Reproduce each line below precisely. Drop the pictures.

============

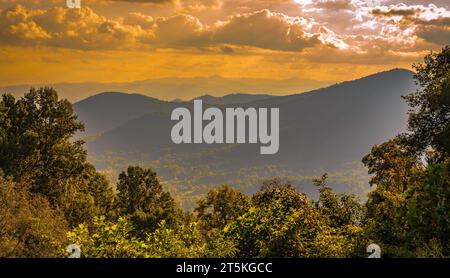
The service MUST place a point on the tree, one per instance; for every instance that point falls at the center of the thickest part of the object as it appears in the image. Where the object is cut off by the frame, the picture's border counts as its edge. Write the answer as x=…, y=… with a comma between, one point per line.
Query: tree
x=429, y=116
x=141, y=196
x=37, y=145
x=407, y=213
x=37, y=148
x=221, y=206
x=428, y=212
x=284, y=223
x=29, y=226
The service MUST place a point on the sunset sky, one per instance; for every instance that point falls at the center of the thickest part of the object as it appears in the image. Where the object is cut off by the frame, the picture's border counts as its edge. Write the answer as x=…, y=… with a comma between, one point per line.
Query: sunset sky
x=123, y=41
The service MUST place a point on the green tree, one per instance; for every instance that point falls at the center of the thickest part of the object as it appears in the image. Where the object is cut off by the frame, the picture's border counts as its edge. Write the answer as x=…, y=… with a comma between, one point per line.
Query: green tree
x=407, y=213
x=221, y=206
x=429, y=117
x=29, y=226
x=141, y=196
x=284, y=223
x=37, y=145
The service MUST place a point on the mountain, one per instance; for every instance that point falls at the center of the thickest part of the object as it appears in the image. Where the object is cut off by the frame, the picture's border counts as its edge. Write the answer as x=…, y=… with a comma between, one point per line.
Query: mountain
x=111, y=109
x=182, y=87
x=107, y=110
x=325, y=130
x=232, y=98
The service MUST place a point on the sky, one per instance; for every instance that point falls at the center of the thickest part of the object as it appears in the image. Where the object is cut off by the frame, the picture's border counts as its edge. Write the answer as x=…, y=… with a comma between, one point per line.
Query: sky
x=129, y=40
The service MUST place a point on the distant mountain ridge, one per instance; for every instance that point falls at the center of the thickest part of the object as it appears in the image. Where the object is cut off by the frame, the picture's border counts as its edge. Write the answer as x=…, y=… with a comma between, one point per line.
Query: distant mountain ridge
x=320, y=131
x=184, y=88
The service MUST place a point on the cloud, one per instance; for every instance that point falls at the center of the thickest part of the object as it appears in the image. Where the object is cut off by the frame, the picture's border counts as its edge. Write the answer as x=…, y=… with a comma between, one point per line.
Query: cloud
x=268, y=30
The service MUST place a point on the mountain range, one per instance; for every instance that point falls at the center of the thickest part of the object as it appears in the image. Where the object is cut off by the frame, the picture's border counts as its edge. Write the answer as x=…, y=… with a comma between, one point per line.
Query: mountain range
x=169, y=88
x=324, y=130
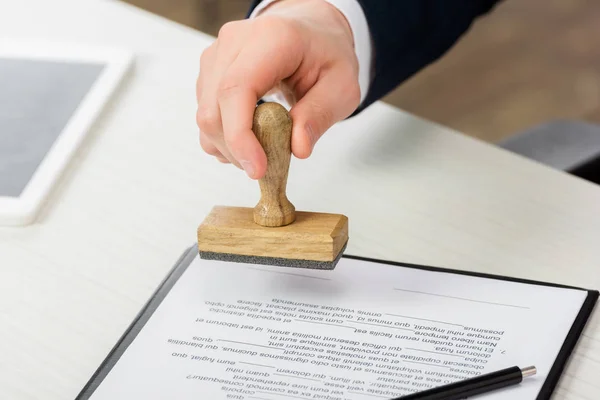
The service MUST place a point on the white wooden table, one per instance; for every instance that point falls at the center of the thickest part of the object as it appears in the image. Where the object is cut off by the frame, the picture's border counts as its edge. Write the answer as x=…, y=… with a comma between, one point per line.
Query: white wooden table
x=129, y=205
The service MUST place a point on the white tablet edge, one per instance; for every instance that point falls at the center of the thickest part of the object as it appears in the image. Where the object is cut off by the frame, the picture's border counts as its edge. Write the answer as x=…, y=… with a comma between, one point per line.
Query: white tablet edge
x=22, y=210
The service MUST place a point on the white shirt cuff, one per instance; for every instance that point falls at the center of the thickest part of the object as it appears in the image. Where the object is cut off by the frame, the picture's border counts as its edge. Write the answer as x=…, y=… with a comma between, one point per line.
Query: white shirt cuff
x=355, y=16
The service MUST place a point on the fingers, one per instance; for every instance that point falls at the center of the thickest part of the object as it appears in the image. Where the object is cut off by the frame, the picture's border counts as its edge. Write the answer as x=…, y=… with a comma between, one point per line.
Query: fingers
x=256, y=69
x=334, y=97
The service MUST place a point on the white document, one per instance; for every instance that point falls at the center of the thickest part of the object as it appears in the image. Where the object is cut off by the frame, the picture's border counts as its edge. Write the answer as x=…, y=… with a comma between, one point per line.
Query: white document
x=363, y=331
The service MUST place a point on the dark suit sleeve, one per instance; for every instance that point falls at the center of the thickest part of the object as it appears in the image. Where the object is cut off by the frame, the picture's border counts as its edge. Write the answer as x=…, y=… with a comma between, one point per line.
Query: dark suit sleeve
x=408, y=35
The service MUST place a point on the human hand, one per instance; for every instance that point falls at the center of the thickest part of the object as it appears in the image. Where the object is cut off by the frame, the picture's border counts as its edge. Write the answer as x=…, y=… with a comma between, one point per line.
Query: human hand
x=302, y=48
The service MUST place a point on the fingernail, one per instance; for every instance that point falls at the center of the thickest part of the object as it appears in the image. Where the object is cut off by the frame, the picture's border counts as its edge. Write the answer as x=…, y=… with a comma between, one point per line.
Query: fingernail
x=311, y=134
x=248, y=167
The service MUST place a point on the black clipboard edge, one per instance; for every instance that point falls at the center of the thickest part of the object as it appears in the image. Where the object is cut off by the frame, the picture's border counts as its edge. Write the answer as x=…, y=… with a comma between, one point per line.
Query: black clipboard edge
x=189, y=254
x=138, y=323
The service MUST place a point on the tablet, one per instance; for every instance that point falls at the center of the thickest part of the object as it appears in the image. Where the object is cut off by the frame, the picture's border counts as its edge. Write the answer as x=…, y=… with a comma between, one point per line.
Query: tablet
x=50, y=95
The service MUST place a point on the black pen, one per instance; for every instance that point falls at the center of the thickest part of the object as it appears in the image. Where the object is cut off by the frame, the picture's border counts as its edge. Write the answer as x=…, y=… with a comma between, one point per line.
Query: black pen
x=473, y=386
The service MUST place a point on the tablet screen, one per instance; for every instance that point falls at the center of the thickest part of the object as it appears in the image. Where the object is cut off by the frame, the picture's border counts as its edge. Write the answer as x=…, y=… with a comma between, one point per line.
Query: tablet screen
x=37, y=100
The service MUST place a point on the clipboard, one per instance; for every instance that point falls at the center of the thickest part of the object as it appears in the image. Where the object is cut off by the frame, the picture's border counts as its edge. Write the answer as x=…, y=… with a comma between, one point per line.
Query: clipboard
x=190, y=254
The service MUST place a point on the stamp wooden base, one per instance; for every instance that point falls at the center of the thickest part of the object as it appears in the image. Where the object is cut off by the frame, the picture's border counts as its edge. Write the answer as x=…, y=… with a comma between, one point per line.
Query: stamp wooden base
x=312, y=236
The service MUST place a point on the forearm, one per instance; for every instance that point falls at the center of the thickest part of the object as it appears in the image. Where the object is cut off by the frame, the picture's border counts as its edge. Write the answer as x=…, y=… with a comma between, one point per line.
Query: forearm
x=394, y=39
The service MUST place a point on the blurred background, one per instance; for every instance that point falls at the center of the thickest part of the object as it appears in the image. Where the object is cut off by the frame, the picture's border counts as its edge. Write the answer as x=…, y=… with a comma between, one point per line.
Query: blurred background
x=526, y=63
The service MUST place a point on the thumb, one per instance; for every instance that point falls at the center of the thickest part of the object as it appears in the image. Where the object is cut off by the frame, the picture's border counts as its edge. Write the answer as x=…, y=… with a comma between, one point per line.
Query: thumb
x=330, y=100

============

▶ **Written solution**:
The service MUST place a point on the tree, one per instance; for every instance that point falls at the center of the thickest part of the object as it appears in the image. Where the object is cut off by the frame, the picture's border counts as its edge. Write the answer as x=…, y=… with a comma between, one point per line.
Query: tree
x=429, y=116
x=141, y=196
x=37, y=145
x=407, y=213
x=37, y=148
x=221, y=206
x=428, y=212
x=284, y=223
x=29, y=226
The service MUST place a point on the sunset sky, one per instance; for every instance that point falls at the center of the thickest part of the object as it appears in the image. Where the object is cut off by the frame, the picture's border counts as its edge. Write the answer as x=…, y=… with a comma between, one point per line.
Query: sunset sky
x=123, y=41
The service MUST place a point on the green tree, one per instance; for every instance that point falls at the center of the thickest part of the object as it appears in the image. Where the object is cut off by the frame, the picture's border counts as its edge. Write the answer as x=…, y=… with a comma between, one point per line.
Query: green tree
x=407, y=213
x=221, y=206
x=429, y=117
x=29, y=226
x=141, y=196
x=284, y=223
x=37, y=145
The service MUST place a point on the mountain, one per instance; for every instance that point falls at the center of the thickest part of the object as it appears in the image. Where the object is cut off by the frame, the picture's border counts as its edge. Write the answer as x=…, y=… with a comma between, one point per line.
Query: mountain
x=111, y=109
x=182, y=87
x=107, y=110
x=325, y=130
x=232, y=98
The service MUST place a point on the sky, one per instance; for every instance that point falls at the center of the thickest part of the object as it appears in the image. Where the object is cut off by the frame, the picture's border counts as its edge. Write the answer as x=…, y=… with a comma between, one point per line.
Query: sky
x=129, y=40
The service MUST place a point on the distant mountain ridge, one per instance; for every instance that point falls at the center of the thickest part of the object as it appears in the image. Where the object is cut off by the frame, the picture's border counts as its edge. Write the answer as x=…, y=… with a comma between, one point per line.
Query: distant mountain ridge
x=320, y=131
x=184, y=88
The service MUST place a point on the cloud, one per instance; for every instance that point falls at the center of the thickest part of the object as it appears in the image. Where the object is cut off by the frame, the picture's border counts as its edge. Write the answer as x=…, y=… with a comma between, one point per line.
Query: cloud
x=268, y=30
The service MUST place a point on the mountain range, one per instance; for every instance that point falls at the center of the thickest part of the object as it appears in the image. Where the object is cut off by the frame, the picture's border counts as its edge. Write the answer as x=…, y=… with a comma between, one point per line.
Query: mountain range
x=169, y=88
x=324, y=130
The service MUST place a point on the white wooden table, one per instance; for every instance that point falls at the center of the thickest part of the object as it appears in the image. Where the object is cut off by the frame, the picture's border counts as its edge. Write the answer as x=…, y=… with a comma between, one point per line.
Query: white wooden table
x=129, y=205
The service MUST place a point on the white tablet edge, one per instance; for every instance that point falls at the center of the thickest part of the object as it appears in the image. Where the object is cut off by the frame, the picture's border counts as its edge. Write the answer as x=…, y=… with a comma between, one point per line.
Query: white tablet edge
x=22, y=210
The service MUST place a point on the white shirt cuff, one per instance; for every instance that point falls at the center of the thickest part of the object as it appears in the image. Where the object is cut off by the frame, the picture's border counts as its edge. Write the answer as x=…, y=… with a comma between, one point per line.
Query: white shirt cuff
x=355, y=16
The service MUST place a point on the fingers, one per instance; for every instance that point falls at the center of the thickest part of the object as it appears in the image. Where the object is cut off by the frame, the picture's border counts as its edge. Write the answer as x=…, y=… with a comma between, one point per line.
Query: fingers
x=256, y=69
x=334, y=97
The service MUST place a point on the white document, one per instance; for every instance that point falls at the center of the thickest part of the object as it appears in the image. Where the object is cut off by the frame, the picture's border counts as its edge. Write the answer as x=…, y=… with a comma between, one point per line.
Query: white document
x=363, y=331
The service MUST place a point on the dark suit sleeve, one per instance; for every instance that point falls at the center of the thickest part of the object as it appears in the image. Where the object is cut off by the frame, the picture's border counts as its edge. Write the answer as x=…, y=… with a comma between, one point per line.
Query: dark suit sleeve
x=408, y=35
The service MUST place a point on the human hand, one per instance; for every instance that point falls at the center of the thickest part of the object as it appears in the image. Where the object is cut off by the frame, the picture's border counts as its edge. Write the answer as x=…, y=… with a comma between, one point per line.
Query: human hand
x=302, y=48
The service MUST place a point on the fingernail, one per instance; for every instance that point falls at the center of the thickest part of the object as it appears in the image. Where the object is cut off by the frame, the picture's border counts as its edge. Write the answer as x=…, y=… with a comma between, one point per line.
Query: fingernail
x=311, y=134
x=248, y=167
The service MUST place a point on the black clipboard edge, one per instance; for every instance that point falls at the center of the thickest part of the object as it appears in the image. Where the object is cut off by the frame, the picture's border counts as its edge. Write the answer as x=…, y=… with a comma between, one point per line.
Query: black clipboard edge
x=189, y=254
x=138, y=323
The service MUST place a point on the tablet, one per instance; for every instance that point falls at the center of the thickest part of the object as it appears in the image. Where the object is cut off by the frame, the picture's border counts as its edge. Write the answer as x=…, y=… with a comma between, one point per line.
Query: tablet
x=50, y=95
The service MUST place a point on the black pen, one per instance; for every instance that point falls at the center of the thickest part of the object as it appears in the image. Where the object is cut off by the frame, the picture's border counts as its edge. Write the answer as x=…, y=… with a comma between, one point per line.
Query: black pen
x=473, y=386
The service MUST place a point on the tablet screen, one per instance; for every instance that point falls at the center of the thickest part of the object as it appears in the image. Where the object is cut off by the frame, the picture's border counts as its edge. Write the answer as x=…, y=… with a comma between, one point per line.
Query: tablet screen
x=37, y=100
The service MUST place a point on the clipboard, one per instance; for every instance that point falls at the center of the thickest part of the object as it appears in the image. Where the object is cut off by the frame, the picture's border counts as its edge. Write the answer as x=…, y=… with a comma between, one point per line.
Query: clipboard
x=190, y=254
The service MUST place a point on the stamp wooden base, one per instance; for every instance that point falls at the center of the thickest part of the object as it appears in the image. Where the object is cut off by the frame, the picture's border counts as its edge. Write the answer as x=…, y=… with a comma between, one point per line.
Query: stamp wooden base
x=312, y=236
The service MUST place a point on the forearm, one per instance; for every instance that point falls at the center of the thickest part of the object as it appears in the image. Where the object is cut off by the frame, the picture's border counts as its edge. Write the answer as x=…, y=… with a comma between, one point per line.
Query: forearm
x=394, y=39
The service MUST place a point on the blurred background, one per instance; for every instance that point falls at the center of the thickest part of the object as it appears in the image. Where the object is cut off by the frame, the picture's border counts as its edge. Write the answer as x=…, y=… with a comma between, one point per line.
Query: blurred background
x=526, y=63
The service MUST place a point on the thumb, one per instance; for every instance that point falls at the center of the thickest part of the object as it appears in the image. Where the object is cut off by the frame, the picture's border counts as its edge. Write the answer as x=…, y=… with a comma between, one point per line.
Query: thumb
x=330, y=100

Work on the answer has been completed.